Each line that has the string "interior" must be copied from the records below.

## [Data records]
== Segment start ==

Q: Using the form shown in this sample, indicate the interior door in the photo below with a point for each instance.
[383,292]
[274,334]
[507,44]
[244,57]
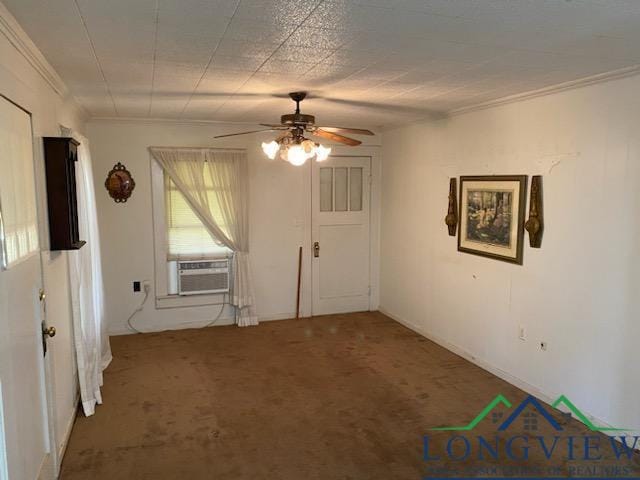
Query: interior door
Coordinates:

== Segment end ==

## [Exercise result]
Q: Using the form shown in this sample, indicate the interior door in the photo below with a point for each instance.
Query: interior door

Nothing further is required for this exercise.